» The task
Exactly as written, set down every entry once more.

===== Given entries =====

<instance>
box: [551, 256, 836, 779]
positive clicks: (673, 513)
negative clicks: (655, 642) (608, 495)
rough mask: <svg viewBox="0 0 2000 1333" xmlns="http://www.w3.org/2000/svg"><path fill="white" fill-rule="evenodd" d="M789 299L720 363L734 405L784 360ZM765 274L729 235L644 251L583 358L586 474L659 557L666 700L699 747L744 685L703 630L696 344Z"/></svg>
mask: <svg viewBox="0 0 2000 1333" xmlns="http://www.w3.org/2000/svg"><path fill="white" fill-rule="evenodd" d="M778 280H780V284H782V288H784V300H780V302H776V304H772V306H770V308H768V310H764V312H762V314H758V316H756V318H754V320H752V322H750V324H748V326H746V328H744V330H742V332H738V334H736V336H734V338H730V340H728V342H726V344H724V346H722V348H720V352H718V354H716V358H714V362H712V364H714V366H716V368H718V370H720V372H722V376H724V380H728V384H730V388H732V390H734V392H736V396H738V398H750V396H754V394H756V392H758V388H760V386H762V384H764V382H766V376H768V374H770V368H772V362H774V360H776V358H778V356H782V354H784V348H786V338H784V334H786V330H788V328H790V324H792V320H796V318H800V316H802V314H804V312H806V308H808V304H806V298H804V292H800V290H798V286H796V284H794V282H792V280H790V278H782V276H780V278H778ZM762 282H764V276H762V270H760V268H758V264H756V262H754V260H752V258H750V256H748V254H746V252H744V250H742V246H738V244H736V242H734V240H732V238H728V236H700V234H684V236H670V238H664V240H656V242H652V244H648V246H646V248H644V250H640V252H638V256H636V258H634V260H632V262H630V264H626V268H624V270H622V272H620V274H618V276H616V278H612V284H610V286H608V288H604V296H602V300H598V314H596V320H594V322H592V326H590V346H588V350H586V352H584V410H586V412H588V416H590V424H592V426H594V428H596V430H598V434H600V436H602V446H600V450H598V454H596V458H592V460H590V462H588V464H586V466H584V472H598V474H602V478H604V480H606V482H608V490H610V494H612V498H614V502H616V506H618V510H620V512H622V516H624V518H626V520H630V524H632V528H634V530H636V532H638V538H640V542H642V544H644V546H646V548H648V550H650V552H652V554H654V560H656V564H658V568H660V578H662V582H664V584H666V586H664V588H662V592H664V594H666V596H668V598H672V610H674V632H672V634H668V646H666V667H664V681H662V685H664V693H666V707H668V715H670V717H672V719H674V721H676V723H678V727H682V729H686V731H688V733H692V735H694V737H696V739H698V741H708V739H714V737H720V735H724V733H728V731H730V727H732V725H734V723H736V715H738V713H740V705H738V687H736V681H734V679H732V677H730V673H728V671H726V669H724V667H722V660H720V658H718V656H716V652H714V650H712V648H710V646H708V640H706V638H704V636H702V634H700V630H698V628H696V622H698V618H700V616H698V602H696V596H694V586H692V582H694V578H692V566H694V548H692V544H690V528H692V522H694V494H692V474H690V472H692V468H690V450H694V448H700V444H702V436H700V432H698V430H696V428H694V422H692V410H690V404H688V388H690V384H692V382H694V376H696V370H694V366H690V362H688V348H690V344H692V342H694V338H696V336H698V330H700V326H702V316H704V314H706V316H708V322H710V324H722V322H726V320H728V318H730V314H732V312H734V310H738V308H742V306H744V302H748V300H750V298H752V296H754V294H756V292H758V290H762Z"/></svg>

=====

» Solution
<instance>
box: [551, 256, 836, 779]
positive clicks: (673, 513)
negative clicks: (655, 642) (608, 495)
rough mask: <svg viewBox="0 0 2000 1333" xmlns="http://www.w3.org/2000/svg"><path fill="white" fill-rule="evenodd" d="M789 299L720 363L734 405L784 360ZM765 274L729 235L644 251L583 358L586 474L659 557L666 700L699 747L744 685L703 630L696 344Z"/></svg>
mask: <svg viewBox="0 0 2000 1333" xmlns="http://www.w3.org/2000/svg"><path fill="white" fill-rule="evenodd" d="M778 280H780V284H782V288H784V300H780V302H776V304H772V306H770V308H768V310H764V312H762V314H758V316H756V318H754V320H752V322H750V324H748V326H746V328H744V330H742V332H738V334H736V336H734V338H730V340H728V342H726V344H724V346H722V348H720V352H718V354H716V358H714V362H712V364H714V366H716V368H718V370H720V372H722V376H724V380H728V384H730V388H732V390H734V392H736V396H738V398H750V396H754V394H756V392H758V388H760V386H762V384H764V382H766V376H768V374H770V368H772V362H774V360H776V358H778V356H782V354H784V348H786V338H784V334H786V330H788V328H790V324H792V320H796V318H800V316H802V314H804V312H806V308H808V304H806V298H804V292H800V290H798V286H796V284H794V282H792V280H790V278H782V276H780V278H778ZM762 282H764V276H762V270H760V268H758V264H756V262H754V260H752V258H750V256H748V254H746V252H744V250H742V246H738V244H736V242H734V240H732V238H728V236H700V234H684V236H670V238H664V240H656V242H652V244H648V246H646V248H644V250H640V252H638V256H636V258H634V260H632V262H630V264H626V268H624V270H622V272H620V274H618V276H616V278H612V284H610V286H608V288H604V296H602V300H598V314H596V320H594V322H592V326H590V346H588V350H586V352H584V410H586V412H588V416H590V424H592V426H594V428H596V430H598V434H600V436H602V446H600V450H598V454H596V458H592V460H590V462H588V464H586V466H584V472H598V474H602V478H604V480H606V482H608V490H610V494H612V498H614V502H616V506H618V510H620V512H622V516H624V518H626V520H630V524H632V528H634V530H636V532H638V538H640V542H642V544H644V546H646V548H648V550H650V552H652V554H654V560H656V564H658V568H660V578H662V582H664V584H666V586H664V588H662V592H664V594H666V596H668V598H672V610H674V632H672V634H668V646H666V667H664V681H662V685H664V693H666V707H668V715H670V717H672V719H674V721H676V723H678V727H682V729H686V731H688V733H692V735H694V737H696V739H698V741H708V739H714V737H720V735H724V733H728V731H730V727H732V725H734V723H736V715H738V713H740V705H738V687H736V681H734V679H732V677H730V673H728V671H726V669H724V667H722V660H720V658H718V656H716V652H714V650H712V648H710V646H708V640H706V638H704V636H702V634H700V630H698V628H696V622H698V618H700V616H698V602H696V596H694V586H692V582H694V578H692V566H694V548H692V544H690V528H692V522H694V494H692V474H690V472H692V468H690V450H694V448H700V444H702V436H700V432H698V430H696V428H694V422H692V410H690V404H688V388H690V384H692V382H694V376H696V370H694V366H690V362H688V348H690V344H692V342H694V338H696V336H698V330H700V326H702V316H704V314H706V316H708V322H710V324H722V322H726V320H728V318H730V314H732V312H734V310H738V308H742V306H744V302H748V300H750V298H752V296H754V294H756V292H758V290H762Z"/></svg>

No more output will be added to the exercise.